From the items below, copy every line that contains the word "powder", matching its case.

──────────

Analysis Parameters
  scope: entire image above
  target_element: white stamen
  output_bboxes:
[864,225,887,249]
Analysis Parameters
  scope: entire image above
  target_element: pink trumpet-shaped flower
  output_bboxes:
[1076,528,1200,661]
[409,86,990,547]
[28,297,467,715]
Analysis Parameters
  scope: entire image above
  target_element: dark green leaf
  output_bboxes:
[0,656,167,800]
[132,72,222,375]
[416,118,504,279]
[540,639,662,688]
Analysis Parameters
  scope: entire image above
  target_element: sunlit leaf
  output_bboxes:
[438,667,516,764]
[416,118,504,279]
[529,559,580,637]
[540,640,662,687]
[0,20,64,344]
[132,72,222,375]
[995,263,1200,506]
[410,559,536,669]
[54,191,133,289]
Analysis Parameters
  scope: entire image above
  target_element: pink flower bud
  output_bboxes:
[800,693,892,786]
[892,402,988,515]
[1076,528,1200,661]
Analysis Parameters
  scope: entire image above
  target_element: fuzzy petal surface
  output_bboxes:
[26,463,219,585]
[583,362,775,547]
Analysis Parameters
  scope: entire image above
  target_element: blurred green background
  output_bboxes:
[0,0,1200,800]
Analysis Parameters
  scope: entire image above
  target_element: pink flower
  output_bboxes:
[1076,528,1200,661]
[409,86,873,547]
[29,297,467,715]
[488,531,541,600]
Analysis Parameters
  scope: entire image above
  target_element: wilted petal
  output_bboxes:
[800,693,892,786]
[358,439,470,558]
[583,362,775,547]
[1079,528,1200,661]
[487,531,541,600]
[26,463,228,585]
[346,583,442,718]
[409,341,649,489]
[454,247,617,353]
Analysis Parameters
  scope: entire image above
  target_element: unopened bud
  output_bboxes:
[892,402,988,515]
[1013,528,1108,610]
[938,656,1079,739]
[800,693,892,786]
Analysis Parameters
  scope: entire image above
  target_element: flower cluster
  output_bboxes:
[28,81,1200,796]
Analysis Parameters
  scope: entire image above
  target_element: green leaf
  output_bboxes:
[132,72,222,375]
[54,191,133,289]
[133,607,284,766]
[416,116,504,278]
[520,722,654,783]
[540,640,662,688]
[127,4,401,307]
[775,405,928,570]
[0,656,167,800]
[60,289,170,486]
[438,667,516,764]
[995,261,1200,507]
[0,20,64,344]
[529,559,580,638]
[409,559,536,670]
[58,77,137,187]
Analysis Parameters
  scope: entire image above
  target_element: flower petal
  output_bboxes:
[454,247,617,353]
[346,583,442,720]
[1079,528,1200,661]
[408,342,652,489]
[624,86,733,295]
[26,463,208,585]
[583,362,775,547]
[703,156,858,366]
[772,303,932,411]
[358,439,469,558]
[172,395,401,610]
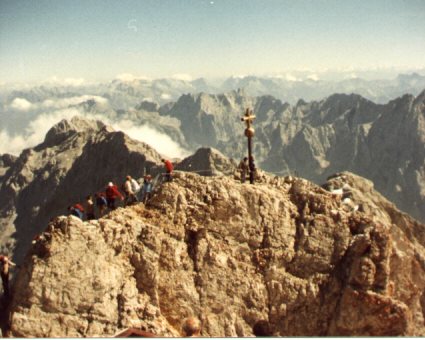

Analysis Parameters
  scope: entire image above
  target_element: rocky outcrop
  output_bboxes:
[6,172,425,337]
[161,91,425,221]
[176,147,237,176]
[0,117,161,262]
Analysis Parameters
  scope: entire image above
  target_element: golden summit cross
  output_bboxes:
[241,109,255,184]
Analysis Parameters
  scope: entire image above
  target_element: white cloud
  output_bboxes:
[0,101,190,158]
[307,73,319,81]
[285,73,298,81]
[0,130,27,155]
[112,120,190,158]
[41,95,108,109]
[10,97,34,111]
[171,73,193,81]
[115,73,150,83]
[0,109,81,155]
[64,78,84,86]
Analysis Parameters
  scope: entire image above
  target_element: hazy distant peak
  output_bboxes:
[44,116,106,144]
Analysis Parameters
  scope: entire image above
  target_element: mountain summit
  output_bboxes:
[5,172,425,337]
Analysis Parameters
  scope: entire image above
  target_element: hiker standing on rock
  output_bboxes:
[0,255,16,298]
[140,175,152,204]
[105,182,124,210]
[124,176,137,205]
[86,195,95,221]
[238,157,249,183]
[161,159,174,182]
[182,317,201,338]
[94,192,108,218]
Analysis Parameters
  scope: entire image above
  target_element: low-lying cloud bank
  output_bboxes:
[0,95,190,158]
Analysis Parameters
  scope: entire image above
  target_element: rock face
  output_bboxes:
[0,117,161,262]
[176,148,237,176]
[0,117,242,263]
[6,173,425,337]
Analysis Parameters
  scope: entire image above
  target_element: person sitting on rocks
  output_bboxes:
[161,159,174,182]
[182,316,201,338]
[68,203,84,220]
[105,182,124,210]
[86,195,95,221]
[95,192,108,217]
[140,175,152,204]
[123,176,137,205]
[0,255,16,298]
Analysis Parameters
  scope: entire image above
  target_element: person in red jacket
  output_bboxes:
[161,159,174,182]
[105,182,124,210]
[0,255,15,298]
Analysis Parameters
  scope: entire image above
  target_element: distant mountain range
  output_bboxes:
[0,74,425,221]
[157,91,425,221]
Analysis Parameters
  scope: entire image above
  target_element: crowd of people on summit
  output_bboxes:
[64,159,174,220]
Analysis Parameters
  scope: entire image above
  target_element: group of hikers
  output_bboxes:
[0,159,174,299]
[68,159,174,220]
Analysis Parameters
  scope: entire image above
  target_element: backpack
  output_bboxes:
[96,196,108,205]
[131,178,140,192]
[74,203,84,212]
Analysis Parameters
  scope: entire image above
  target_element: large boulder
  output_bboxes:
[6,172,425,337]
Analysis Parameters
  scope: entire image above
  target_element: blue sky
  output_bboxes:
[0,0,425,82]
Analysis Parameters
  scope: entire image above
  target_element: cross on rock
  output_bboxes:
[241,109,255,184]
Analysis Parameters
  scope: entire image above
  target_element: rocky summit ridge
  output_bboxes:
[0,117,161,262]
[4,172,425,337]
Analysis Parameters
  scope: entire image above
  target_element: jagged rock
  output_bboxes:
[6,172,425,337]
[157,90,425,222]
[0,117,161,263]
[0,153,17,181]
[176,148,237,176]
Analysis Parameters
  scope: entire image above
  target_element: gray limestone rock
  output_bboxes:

──────────

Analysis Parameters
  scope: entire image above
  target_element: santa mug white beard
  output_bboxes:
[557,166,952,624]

──────────

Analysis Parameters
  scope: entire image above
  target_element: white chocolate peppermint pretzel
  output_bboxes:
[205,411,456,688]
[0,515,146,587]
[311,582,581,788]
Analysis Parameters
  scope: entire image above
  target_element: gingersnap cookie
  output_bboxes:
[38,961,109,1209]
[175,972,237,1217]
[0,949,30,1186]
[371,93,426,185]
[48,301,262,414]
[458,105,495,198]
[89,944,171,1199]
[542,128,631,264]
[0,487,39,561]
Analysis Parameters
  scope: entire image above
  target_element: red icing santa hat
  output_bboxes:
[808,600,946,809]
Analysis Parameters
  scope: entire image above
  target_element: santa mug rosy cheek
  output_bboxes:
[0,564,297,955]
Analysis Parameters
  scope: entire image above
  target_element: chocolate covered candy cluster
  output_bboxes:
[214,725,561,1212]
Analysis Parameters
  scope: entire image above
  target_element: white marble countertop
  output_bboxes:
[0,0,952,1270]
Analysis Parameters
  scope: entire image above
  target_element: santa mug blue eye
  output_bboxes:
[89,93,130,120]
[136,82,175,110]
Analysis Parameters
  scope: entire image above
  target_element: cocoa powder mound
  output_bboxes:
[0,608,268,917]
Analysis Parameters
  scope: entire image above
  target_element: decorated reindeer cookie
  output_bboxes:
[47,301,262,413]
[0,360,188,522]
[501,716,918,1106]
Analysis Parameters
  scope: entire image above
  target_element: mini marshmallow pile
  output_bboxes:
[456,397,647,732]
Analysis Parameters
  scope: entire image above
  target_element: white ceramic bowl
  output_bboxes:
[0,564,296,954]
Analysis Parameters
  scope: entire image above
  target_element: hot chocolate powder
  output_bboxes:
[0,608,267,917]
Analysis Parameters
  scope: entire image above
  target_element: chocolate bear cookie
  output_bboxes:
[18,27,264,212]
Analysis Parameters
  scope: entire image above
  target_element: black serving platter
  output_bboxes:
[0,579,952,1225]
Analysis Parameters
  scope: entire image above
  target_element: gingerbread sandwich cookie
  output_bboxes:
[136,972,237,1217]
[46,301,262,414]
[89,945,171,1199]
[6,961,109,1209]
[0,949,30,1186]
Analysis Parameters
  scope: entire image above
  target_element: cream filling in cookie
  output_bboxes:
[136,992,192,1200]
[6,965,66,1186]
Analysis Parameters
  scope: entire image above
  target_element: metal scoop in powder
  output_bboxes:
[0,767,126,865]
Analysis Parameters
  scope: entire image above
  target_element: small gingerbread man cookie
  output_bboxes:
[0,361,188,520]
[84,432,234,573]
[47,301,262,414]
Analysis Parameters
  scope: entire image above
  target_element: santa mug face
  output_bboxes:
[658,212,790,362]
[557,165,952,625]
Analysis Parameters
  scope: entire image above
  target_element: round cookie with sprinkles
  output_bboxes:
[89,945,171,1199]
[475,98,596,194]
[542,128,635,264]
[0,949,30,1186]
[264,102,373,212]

──────────

Correct output:
  target_element: cocoa powder mound
  target_element: hot chocolate powder
  target_element: metal scoop in powder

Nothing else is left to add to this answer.